### What you have to do
Gather every line below where "query" appears.

### Input data
- - -

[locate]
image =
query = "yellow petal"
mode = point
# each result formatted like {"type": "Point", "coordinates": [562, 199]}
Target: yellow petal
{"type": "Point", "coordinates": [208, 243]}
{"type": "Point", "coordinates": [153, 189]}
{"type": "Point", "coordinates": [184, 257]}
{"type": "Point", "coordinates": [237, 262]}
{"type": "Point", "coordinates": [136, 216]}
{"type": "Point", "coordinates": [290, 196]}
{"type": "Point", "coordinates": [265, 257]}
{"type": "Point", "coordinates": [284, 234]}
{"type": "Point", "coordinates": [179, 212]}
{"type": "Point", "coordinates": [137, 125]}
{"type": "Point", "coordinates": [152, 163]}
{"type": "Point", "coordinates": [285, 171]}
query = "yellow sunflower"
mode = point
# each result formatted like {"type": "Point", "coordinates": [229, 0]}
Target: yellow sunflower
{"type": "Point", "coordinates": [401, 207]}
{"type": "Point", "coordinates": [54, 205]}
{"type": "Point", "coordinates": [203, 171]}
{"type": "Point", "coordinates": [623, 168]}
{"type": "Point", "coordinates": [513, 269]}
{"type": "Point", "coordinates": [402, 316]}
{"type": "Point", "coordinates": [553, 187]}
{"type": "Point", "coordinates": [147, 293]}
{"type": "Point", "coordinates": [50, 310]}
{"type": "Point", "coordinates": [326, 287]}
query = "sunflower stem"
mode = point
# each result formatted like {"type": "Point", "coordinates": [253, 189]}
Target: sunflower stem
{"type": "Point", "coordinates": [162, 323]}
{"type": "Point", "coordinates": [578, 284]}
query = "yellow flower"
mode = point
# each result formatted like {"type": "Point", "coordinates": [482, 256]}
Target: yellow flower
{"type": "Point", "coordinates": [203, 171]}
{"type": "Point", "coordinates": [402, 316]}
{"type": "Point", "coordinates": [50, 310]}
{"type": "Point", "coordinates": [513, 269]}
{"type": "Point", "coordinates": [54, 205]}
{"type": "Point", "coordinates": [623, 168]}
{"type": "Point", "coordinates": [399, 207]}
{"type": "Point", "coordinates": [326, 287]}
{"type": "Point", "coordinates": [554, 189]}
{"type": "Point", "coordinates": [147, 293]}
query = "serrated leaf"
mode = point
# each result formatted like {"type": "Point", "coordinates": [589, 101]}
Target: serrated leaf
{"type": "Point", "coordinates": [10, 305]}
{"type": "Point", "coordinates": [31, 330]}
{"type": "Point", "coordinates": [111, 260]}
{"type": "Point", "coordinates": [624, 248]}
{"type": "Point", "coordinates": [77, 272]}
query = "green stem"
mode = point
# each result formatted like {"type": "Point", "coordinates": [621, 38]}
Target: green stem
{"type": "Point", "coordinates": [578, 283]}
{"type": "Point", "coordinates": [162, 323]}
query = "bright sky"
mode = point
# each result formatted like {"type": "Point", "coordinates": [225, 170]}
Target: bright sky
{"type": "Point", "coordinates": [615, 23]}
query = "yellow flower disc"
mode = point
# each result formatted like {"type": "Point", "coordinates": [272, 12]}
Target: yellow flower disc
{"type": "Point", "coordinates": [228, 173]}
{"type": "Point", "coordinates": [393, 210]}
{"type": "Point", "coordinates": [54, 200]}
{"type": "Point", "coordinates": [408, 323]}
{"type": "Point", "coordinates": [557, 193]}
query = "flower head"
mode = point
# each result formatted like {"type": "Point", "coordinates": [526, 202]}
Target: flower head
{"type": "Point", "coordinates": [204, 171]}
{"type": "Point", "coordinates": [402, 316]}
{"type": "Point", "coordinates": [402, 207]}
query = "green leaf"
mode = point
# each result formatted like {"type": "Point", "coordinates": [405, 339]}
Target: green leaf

- - -

### Solved problem
query = "yellow petal"
query = "yellow sunflower"
query = "sunflower stem"
query = "yellow flower"
query = "serrated leaf"
query = "green stem"
query = "bright sky"
query = "yellow flower disc"
query = "flower head"
query = "green leaf"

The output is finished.